▶ [PASSAGE PROVIDED]
One book has been far more influential on me both as a political scientist and as a citizen than any other. Jim Scott’s entire catalog of work changed the way I understand the world—eg “Weapons of the Weak,” “Domination and the Arts of Resistance”—but it is his magnum opus “Seeing Like a State” that is always my first and most fundamental frame for making sense of the relationship between civil society and state power.
The book came out in 1999. It is, at its core, a case against central planning, including most especially central planning that aims to “improve” life for the masses. Not because central government is wrongheaded or corrupt (although it certainly can be these things and often is), but because it simply cannot “see” the granular reality of the lives it seeks to better. It imposes simplistic solutions on complex systems, and seeks to override local, individual, practical knowledge with formal knowledge (ie, “The Science.”)
Scott discusses several centrally-planned schemes gone awry around the world and throughout history to make his case. Some famously horrific (tens of millions starved in famines as a result of Soviet collectivization) and others merely disastrous (the Tennessee Valley Authority’s multi-decade war on the malaria outbreak its own dam projects created). Whatever the specifics, the components of disaster are the same. There are, he argues, four components of state-created disasters, and all four must be in place if things are to truly go awry. They are, very simply:
The capacity of the state to “administratively order” society. There’s nothing inherently sinister about this; it just means the state is keeping some degree of tabs on your whereabouts to tax you, count you in a census, enroll you in school or healthcare, dispense welfare and social security checks, etc.
A prevailing “high modernist” ideology that places complete confidence in the most impressive science and technology of the day and ignores/discredits contradictory views;
An authoritarian state that wishes to impose its high modernist ideology on society, including under emergency conditions of war or economic depression;
A prostrate civil society that is lacks the capacity, organization, and/or has been intimidated out of resistance to state mandates.
You might have a bit of an idea where I am going with this.
Where we sit now, we face, at minimum, four intersecting Covid-induced crises. Here’s another list for you:
The vaccines are causing some degree of significant direct injury, certainly in the short term and unknown in the longer term. We are not in a position to make sense of the data because it is not transparent, but between the VAERS data, the CDC’s unclassified death counts, and mounting credible anecdotes, it is clear the vaccines are not free from harm, and that previous vaccine campaigns have been halted for inducing considerably less harm.

▶ [EXTRACTED DATA]
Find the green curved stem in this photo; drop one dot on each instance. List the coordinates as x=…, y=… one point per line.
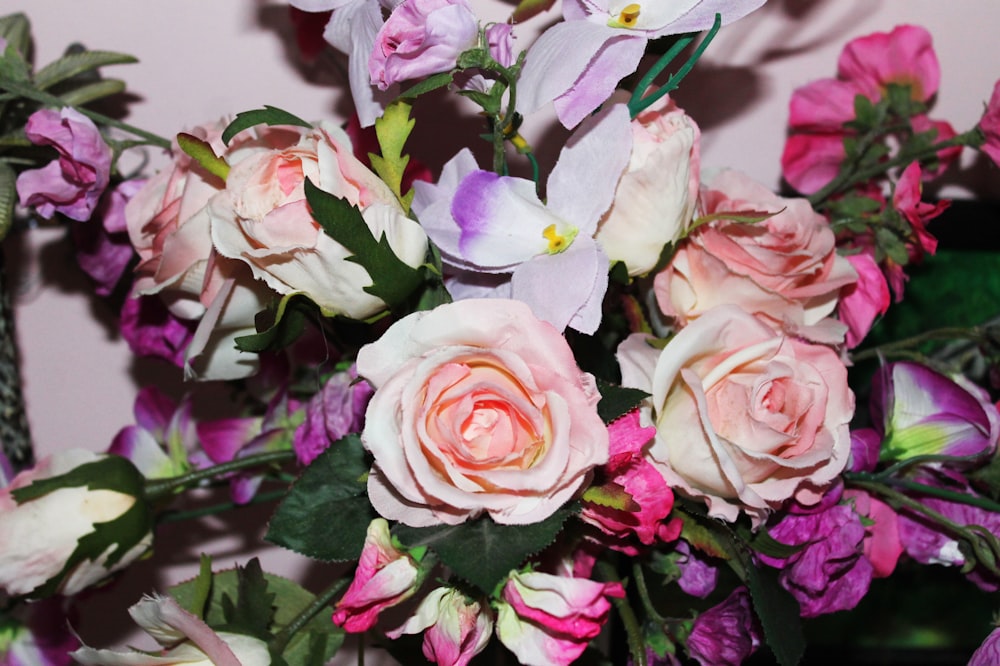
x=284, y=637
x=160, y=488
x=52, y=100
x=633, y=630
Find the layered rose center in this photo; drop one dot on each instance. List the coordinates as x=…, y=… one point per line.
x=479, y=417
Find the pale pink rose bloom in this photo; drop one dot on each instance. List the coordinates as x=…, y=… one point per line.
x=420, y=38
x=33, y=556
x=548, y=620
x=185, y=639
x=478, y=407
x=455, y=628
x=745, y=418
x=990, y=126
x=657, y=194
x=73, y=183
x=860, y=303
x=784, y=269
x=263, y=219
x=385, y=576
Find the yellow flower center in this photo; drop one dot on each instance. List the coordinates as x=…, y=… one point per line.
x=626, y=18
x=558, y=241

▶ [WHAT YOU WILL DO]
a - According to the essay on "Seeing Like a State," how many components must all be in place for a state-created disaster to truly go awry?
b - Please pick up the essay on "Seeing Like a State" after its last sentence and write the next few paragraphs.

▶ [RESULTS]
a - Four.

b -
The vaccines offer short-term, waning, incomplete immunity from Covid, and perhaps (probably) even less immunity from emergent, more contagious variants. At best, this means that regular, indefinitely dispensed boosters are necessary to maintain immunity, and at worst (again, likely) this means that vaccinated individuals are equivalently capable of being infected and infecting others. More so, if they are asymptomatic and operating with false confidence in high-transmission environments.
Imperfect (or “leaky”) vaccination programs like this one have been experimentally shown to put selection pressure on the emergence of more virulent viral strains in chickens. We don’t have experimental evidence in human populations for obvious ethical reasons, unless of course you count right now. But there is real potential that mass vaccination during an active pandemic “drives the virus to fitness” to evade vaccines.
Every other attempt to develop a coronavirus vaccine has run into the problem of “antibody-dependent enhancement,” where re-exposure to the virus after vaccination (as temporary immunity wanes) actually accelerates viral replication and kills most of the vaccinated lab animals. The Covid vaccines are theoretically not susceptible to this well-documented but poorly-understood phenomenon as they operate in a much more targeted and narrow way, but an early pioneer in mRNA vaccine technology among others sees the “signature” of ADE in current case trends. If it were happening, we would see it about six months after initial vaccination, which is what we are seeing. It’s not a smoking gun, but it certainly is consistent with an ADE hypothesis.
Those four crises are each developing in the context of a high modernist and increasingly authoritarian state that is hell-bent on vaccine mandates and enthusiastically forcing them on an unwilling population. We have fulfilled all of Scott’s conditions and set the stage for a genuinely tragic fiasco.
In the U.S., many employers have had their own mandates for some time now, which have been upheld so far in the courts. This week, the Department of Veterans Affairs issued their own mandate, followed quickly by an all-federal-employee mandate and an armed services mandate. At least two large unions have issued statements against mandates, thereby setting the stage for quite a showdown—the American Postal Workers Union, which represents over 200,000 people, and the SEIU 1199, the largest healthcare union in the country, which represents another 450,000.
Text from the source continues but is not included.